_Description of the task:_
Print the lines of the records below verbatim, from the line with "find the bouquet" up to and including the line with "140, 104, 218, 159".

[START]

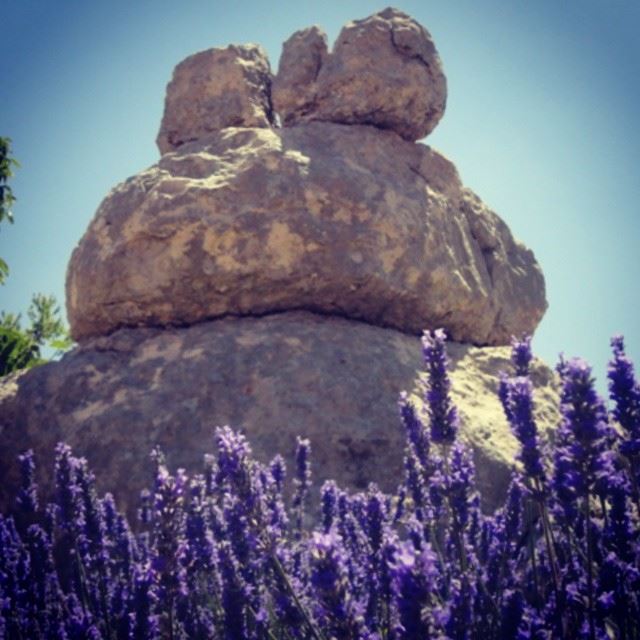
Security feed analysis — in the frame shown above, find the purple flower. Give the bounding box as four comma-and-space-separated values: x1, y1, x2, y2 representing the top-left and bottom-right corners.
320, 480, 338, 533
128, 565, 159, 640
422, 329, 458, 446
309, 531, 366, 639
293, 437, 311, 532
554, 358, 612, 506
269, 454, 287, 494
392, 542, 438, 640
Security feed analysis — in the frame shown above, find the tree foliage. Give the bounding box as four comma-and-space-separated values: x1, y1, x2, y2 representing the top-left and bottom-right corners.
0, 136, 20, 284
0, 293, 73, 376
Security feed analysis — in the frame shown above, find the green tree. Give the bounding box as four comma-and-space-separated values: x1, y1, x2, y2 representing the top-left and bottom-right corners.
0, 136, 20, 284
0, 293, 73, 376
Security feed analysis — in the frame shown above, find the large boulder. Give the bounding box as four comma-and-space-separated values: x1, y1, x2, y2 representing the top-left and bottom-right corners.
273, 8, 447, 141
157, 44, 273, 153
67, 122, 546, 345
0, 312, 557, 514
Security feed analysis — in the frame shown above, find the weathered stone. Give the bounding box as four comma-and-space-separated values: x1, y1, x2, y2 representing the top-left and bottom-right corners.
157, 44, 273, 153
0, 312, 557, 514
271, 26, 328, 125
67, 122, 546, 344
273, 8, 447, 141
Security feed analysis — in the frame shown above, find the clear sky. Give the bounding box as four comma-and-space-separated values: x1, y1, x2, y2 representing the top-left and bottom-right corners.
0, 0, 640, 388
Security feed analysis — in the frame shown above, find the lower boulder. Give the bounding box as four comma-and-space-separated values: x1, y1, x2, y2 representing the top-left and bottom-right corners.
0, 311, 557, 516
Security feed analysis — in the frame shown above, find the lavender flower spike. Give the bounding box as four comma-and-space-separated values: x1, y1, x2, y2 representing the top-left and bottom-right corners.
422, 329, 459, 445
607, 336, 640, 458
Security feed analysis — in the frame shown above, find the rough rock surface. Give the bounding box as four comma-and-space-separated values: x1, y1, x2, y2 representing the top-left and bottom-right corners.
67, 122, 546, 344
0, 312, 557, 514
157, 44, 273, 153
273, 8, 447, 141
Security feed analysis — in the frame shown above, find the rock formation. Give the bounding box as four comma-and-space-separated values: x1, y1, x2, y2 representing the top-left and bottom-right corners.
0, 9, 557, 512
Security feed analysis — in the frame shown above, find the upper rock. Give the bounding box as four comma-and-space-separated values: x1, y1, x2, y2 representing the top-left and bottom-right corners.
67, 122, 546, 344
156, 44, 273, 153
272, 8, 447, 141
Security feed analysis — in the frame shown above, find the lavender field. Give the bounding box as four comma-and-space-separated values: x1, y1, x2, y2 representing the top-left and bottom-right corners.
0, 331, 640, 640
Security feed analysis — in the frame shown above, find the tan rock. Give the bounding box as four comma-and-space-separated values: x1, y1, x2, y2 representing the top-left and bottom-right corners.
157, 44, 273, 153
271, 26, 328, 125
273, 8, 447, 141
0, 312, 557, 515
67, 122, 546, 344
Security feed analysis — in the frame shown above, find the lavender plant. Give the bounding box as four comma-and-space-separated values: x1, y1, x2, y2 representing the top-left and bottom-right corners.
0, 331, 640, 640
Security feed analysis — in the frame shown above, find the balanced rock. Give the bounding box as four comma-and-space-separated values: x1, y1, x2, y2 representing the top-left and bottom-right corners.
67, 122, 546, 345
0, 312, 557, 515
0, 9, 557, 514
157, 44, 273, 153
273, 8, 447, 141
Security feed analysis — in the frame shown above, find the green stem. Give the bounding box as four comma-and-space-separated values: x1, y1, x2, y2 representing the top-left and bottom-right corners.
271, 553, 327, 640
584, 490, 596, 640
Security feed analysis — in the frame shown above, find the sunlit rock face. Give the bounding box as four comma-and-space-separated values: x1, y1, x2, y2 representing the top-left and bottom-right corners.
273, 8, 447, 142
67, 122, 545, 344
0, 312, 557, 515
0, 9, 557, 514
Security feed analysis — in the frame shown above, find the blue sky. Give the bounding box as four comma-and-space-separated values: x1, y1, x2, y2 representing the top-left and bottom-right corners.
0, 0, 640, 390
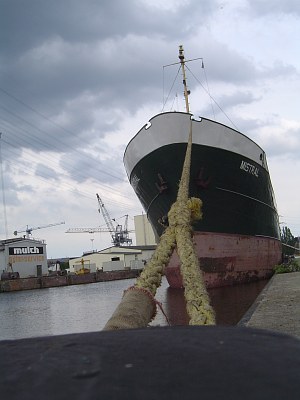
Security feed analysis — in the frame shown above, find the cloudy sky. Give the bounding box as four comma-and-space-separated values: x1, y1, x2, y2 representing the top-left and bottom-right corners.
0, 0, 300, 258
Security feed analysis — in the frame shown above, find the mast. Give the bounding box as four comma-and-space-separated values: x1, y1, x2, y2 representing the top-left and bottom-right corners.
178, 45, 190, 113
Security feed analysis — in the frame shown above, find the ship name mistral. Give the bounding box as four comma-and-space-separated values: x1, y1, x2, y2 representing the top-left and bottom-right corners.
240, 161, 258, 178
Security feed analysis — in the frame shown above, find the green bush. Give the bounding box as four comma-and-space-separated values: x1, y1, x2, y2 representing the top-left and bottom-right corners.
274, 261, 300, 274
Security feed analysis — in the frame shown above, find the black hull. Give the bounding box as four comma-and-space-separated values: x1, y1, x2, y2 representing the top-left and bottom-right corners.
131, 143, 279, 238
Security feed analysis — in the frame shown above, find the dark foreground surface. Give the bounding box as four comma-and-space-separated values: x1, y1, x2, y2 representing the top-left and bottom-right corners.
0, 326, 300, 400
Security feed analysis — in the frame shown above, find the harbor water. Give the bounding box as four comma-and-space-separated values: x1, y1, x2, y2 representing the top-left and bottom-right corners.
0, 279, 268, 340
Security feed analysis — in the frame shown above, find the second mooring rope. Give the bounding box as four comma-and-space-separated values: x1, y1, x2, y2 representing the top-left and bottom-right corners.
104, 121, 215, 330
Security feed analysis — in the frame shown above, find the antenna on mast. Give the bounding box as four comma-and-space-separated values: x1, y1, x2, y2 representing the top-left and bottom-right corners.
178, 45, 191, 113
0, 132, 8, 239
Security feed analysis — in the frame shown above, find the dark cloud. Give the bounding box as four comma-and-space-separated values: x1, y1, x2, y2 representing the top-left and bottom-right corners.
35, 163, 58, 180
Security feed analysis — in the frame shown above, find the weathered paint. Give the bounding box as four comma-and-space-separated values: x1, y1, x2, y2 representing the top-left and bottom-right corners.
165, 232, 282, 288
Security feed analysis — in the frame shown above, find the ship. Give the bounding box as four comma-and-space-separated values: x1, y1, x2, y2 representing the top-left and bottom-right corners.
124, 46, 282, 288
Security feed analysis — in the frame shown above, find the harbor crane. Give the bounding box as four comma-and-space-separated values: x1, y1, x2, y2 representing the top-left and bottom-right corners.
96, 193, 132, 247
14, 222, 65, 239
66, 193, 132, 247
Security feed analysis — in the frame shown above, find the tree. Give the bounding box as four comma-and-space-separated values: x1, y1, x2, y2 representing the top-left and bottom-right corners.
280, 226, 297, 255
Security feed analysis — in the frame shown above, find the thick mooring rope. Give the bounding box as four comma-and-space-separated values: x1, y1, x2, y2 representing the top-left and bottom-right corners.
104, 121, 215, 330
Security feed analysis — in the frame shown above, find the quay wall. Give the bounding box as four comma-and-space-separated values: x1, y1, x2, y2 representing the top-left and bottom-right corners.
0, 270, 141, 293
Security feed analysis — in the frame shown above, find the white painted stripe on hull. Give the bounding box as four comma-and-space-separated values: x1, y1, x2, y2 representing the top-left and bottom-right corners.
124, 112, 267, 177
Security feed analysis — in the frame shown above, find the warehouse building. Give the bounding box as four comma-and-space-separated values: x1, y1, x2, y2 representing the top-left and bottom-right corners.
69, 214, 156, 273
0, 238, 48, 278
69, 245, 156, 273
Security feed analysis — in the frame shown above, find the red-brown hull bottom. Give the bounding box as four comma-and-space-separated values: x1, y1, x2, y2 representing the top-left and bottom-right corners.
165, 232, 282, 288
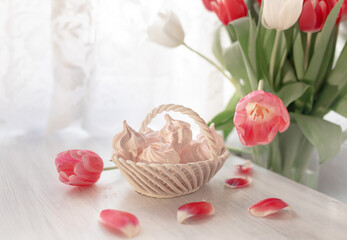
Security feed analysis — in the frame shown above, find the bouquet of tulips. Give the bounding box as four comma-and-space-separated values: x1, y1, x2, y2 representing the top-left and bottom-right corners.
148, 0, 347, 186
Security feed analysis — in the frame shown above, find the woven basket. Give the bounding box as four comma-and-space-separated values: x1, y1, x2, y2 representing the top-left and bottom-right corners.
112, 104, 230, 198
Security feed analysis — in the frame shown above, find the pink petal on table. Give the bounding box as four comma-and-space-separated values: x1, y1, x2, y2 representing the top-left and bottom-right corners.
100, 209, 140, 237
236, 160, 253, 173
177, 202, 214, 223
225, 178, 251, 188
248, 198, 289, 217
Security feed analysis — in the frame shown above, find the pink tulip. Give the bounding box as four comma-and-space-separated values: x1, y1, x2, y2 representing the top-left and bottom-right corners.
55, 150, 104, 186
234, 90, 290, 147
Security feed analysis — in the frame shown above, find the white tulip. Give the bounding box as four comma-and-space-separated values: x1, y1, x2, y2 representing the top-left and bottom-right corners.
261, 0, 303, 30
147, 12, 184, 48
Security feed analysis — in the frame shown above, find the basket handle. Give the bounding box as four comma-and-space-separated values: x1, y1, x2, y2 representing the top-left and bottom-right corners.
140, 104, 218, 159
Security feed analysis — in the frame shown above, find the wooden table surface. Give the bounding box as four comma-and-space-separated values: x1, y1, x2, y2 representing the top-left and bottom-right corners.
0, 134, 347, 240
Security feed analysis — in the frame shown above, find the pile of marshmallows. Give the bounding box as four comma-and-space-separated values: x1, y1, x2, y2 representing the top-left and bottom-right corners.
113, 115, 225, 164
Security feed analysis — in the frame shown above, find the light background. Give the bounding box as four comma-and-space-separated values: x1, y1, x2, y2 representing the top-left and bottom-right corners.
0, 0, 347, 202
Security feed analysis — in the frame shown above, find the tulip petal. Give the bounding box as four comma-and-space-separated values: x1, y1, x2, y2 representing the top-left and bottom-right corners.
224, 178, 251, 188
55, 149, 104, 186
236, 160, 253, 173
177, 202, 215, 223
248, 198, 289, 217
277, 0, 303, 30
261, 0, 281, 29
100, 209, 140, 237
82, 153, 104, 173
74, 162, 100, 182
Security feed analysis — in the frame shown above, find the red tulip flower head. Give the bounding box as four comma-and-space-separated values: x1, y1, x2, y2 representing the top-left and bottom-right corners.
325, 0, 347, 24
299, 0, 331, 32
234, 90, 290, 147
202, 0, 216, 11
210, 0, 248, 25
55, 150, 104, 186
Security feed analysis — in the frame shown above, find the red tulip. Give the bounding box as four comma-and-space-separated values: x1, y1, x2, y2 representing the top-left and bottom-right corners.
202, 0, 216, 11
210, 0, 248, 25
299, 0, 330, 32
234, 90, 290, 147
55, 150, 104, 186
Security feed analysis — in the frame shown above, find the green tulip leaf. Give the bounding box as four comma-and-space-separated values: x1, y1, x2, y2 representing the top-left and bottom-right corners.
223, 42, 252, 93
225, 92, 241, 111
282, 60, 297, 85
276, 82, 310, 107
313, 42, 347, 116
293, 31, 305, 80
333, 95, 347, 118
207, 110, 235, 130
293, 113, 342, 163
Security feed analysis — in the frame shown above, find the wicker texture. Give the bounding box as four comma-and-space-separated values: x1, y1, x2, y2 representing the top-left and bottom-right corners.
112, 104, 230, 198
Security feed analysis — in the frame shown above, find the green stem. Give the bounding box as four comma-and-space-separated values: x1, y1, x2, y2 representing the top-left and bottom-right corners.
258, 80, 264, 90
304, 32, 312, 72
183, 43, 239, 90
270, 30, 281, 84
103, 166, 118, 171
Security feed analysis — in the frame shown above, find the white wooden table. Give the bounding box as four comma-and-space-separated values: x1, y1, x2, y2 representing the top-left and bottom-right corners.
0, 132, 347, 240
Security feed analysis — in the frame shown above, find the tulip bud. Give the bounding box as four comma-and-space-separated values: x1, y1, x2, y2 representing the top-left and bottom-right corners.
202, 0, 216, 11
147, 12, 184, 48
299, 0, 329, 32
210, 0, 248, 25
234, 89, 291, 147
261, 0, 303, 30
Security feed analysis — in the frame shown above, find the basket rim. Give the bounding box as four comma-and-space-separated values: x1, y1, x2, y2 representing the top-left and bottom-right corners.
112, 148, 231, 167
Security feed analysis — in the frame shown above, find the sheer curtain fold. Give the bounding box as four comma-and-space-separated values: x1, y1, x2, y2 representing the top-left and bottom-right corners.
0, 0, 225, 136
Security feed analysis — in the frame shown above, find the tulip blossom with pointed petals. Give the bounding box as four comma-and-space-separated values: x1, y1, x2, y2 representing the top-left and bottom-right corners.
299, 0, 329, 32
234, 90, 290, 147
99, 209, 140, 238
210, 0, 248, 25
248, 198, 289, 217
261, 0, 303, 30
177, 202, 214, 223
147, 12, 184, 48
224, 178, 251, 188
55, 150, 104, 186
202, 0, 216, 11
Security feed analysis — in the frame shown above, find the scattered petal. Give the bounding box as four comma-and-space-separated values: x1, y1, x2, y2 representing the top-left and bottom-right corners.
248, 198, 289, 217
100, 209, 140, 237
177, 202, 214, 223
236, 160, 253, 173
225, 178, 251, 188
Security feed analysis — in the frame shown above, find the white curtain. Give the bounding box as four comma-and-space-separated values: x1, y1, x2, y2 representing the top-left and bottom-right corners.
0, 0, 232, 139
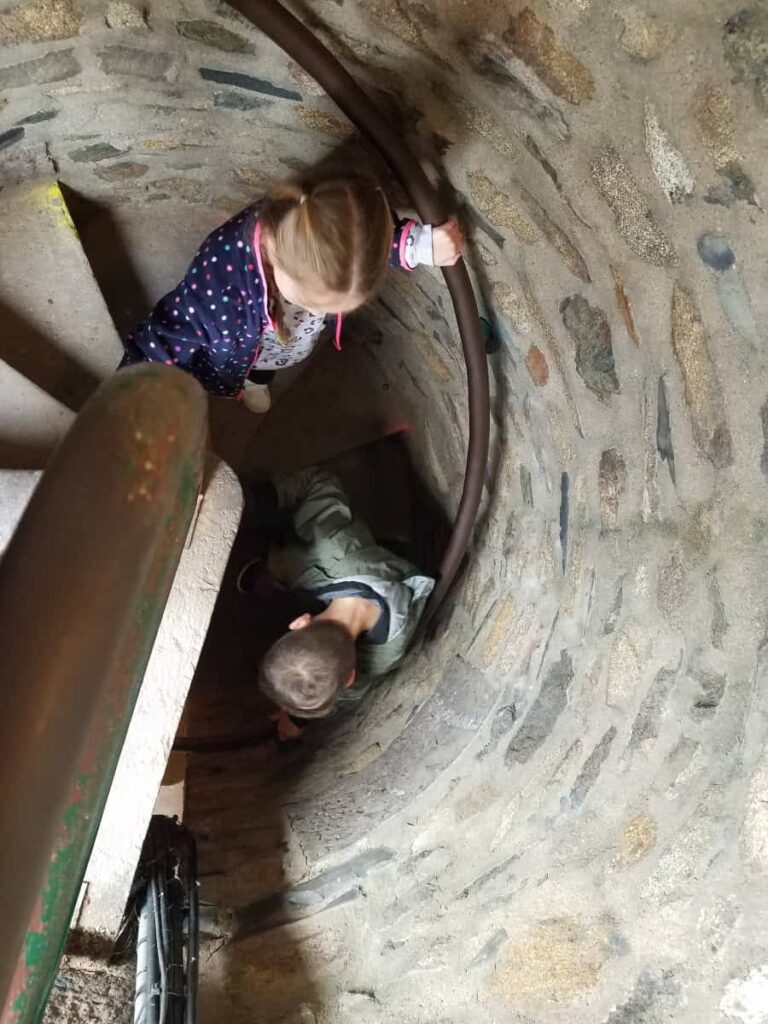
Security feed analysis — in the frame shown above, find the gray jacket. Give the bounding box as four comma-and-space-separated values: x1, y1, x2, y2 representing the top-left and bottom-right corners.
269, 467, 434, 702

[END]

_Result of the task:_
Security feed analysis — in the frame shown above, find the bouquet of tulips. Give the bounding box as four comma-and-space-separated values: x1, y1, x2, y2 representing the top-left and bottom-right corners.
148, 0, 347, 186
Security feed analysis — in the frame shown above, find the woven basket. Give the bounding box as four comma-and-space-separated values: x1, y1, x2, y2 representing the top-left and bottom-right corners.
112, 104, 230, 198
Security feed analysis — in the frame shown above, find the pink petal on table. Give the bounding box as four comma-and-space-separated values: x1, y1, x2, y2 representing the top-left and bottom-right corners.
100, 209, 140, 237
236, 160, 253, 173
177, 202, 214, 223
225, 178, 251, 188
248, 198, 289, 217
Security feed analysis — in the frame shown above, find the pink tulip. Give the bounding box as four comma-and-space-separated values: x1, y1, x2, y2 representing the top-left and bottom-right corners.
55, 150, 104, 186
234, 90, 290, 147
Security feed analysis — in the frame shown above, find the white tulip. Give the bounding box as four comma-and-space-separated values: x1, y1, x2, y2 representing the top-left and bottom-right corners.
261, 0, 303, 30
147, 12, 184, 48
Security feed analysis — in the frame shown above, find the basket handle. Give the bounding box as four comma-and-space-separated values: x1, y1, x2, y2 representing the top-left and bottom-right corners.
140, 104, 218, 159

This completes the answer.